INPUT DATA >>
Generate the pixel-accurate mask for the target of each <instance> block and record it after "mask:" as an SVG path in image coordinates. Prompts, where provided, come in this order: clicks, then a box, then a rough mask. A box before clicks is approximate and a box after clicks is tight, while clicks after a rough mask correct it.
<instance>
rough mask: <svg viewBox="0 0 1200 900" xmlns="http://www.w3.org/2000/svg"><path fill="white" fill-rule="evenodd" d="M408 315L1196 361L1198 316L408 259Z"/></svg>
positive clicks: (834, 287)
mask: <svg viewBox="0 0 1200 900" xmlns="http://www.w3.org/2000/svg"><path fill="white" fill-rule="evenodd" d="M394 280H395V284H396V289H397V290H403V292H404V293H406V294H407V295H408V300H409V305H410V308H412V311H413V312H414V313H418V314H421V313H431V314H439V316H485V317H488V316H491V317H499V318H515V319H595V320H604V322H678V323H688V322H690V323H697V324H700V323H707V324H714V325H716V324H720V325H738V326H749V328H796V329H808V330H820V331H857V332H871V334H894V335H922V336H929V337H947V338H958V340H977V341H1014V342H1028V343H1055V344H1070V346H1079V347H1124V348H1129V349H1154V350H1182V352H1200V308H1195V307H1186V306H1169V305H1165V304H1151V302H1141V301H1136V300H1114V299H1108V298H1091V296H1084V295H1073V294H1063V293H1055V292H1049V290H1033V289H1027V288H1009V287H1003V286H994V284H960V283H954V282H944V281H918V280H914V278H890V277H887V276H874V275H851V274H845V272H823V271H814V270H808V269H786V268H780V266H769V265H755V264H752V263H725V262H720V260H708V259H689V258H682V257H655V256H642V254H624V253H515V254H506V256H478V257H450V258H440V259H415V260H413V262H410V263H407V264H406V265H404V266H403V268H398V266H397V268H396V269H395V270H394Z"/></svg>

ABOUT THIS TASK >> Rewrite the entries from the very beginning through the line with "positive clicks: (834, 287)", replacing each "rough mask" with "coarse mask" and keeping everything else the same.

YOUR RESPONSE >>
Generate the pixel-accurate mask for the target of each <instance> block and record it after "mask:" as an SVG path in image coordinates. Prompts, where provided, come in this order: clicks, then a box, then a coarse mask. A box before clicks is approximate and a box after clicks is tight, while clicks after a coarse mask correct it.
<instance>
coarse mask: <svg viewBox="0 0 1200 900" xmlns="http://www.w3.org/2000/svg"><path fill="white" fill-rule="evenodd" d="M408 315L1196 361L1198 316L408 259Z"/></svg>
positive clicks: (834, 287)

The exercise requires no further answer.